| Vorliegendes Material |
☆ ☆ ☆ ☆ ☆

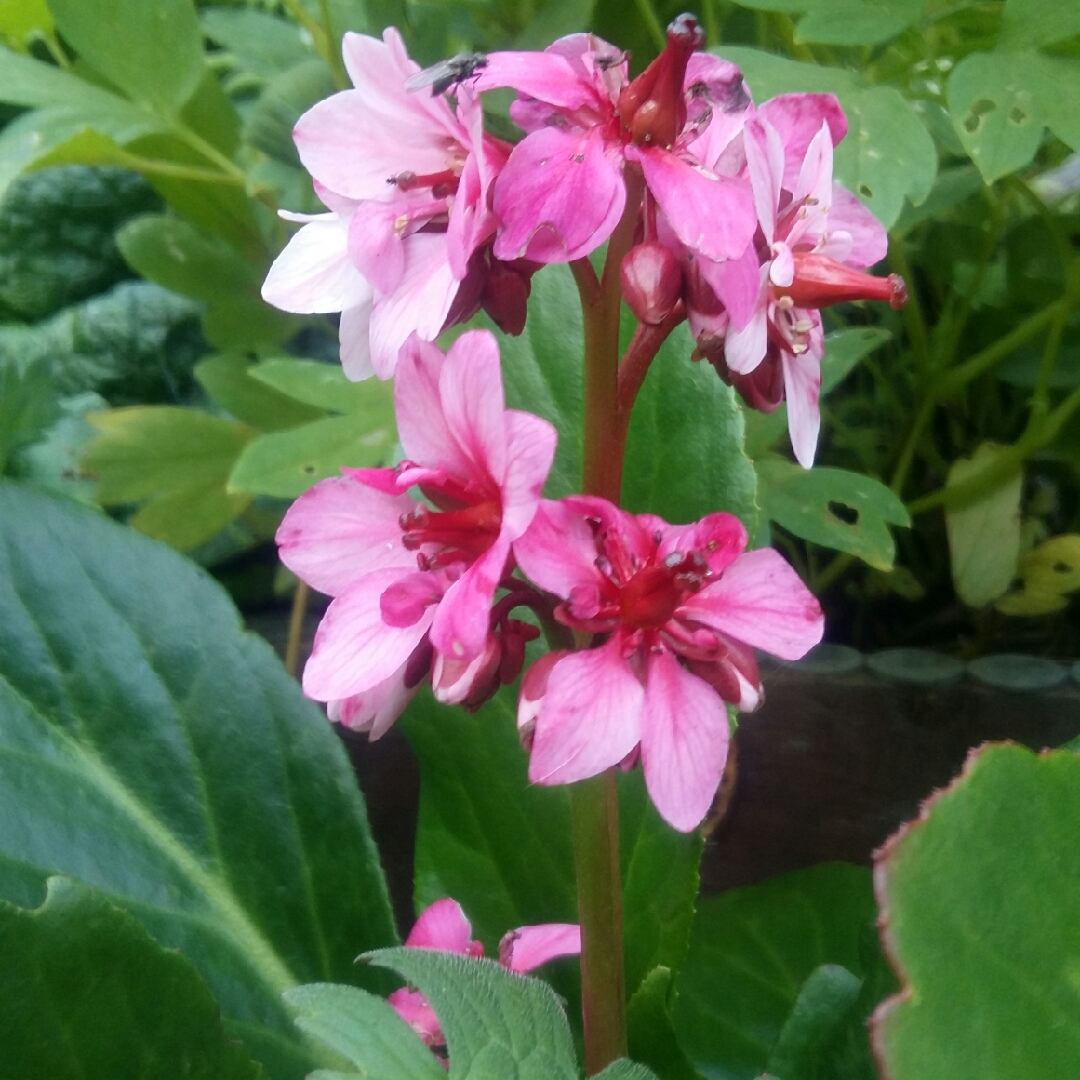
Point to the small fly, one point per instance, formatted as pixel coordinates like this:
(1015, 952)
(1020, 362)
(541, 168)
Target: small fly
(446, 73)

☆ ☆ ☆ ☆ ☆

| Deine Aufgabe |
Schreibe das gesamte Material neu und ersetze dabei „small fly“ überall durch „tiny insect“, ohne sonst etwas zu ändern. Lass die Bilder in deiner Antwort weg.

| Lösung |
Point to the tiny insect, one point per instance, formatted as pixel coordinates like this:
(1015, 952)
(1020, 362)
(541, 168)
Target: tiny insect
(446, 73)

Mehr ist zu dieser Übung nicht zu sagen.